Work required >> Search the material for "wall" and copy each line in which it is found.
*** Data supplied ***
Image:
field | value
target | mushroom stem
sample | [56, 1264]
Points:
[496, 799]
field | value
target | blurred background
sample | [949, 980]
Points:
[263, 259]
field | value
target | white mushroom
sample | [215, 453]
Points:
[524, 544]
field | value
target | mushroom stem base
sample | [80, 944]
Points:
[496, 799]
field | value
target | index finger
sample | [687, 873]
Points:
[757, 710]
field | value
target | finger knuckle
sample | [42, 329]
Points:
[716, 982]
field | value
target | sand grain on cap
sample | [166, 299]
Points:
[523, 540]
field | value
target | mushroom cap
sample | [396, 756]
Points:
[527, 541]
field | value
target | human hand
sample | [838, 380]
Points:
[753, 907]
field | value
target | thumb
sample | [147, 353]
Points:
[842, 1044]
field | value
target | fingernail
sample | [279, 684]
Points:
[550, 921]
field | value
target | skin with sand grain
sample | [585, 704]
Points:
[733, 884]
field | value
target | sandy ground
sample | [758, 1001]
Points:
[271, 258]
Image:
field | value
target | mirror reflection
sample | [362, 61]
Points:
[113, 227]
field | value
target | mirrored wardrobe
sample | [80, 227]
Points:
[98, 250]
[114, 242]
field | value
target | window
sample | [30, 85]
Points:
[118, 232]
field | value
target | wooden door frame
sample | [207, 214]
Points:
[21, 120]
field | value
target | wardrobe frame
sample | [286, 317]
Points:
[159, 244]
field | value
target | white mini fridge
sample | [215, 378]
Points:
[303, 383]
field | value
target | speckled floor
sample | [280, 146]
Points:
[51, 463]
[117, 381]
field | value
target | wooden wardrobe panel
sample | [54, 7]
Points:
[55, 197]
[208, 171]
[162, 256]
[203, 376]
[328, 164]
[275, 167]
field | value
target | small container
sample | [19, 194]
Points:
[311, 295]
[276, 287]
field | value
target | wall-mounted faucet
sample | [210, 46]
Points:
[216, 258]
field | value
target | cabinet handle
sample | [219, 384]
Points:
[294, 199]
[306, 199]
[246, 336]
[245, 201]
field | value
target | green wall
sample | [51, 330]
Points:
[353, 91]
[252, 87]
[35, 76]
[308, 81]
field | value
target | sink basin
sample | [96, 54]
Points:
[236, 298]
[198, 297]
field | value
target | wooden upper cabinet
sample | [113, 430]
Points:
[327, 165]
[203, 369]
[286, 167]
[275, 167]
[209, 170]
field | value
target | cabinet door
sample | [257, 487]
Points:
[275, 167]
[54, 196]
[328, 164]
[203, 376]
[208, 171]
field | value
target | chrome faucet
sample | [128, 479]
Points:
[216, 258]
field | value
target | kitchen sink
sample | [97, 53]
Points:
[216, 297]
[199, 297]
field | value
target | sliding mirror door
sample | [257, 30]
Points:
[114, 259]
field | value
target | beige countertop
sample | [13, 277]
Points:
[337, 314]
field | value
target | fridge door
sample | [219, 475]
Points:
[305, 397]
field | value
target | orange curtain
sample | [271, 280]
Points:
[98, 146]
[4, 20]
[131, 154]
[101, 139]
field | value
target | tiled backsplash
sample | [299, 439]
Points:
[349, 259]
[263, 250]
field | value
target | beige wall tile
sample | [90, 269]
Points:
*** End of Data supplied ***
Result >>
target | wall-mounted faucet
target | green wall
target | beige wall tile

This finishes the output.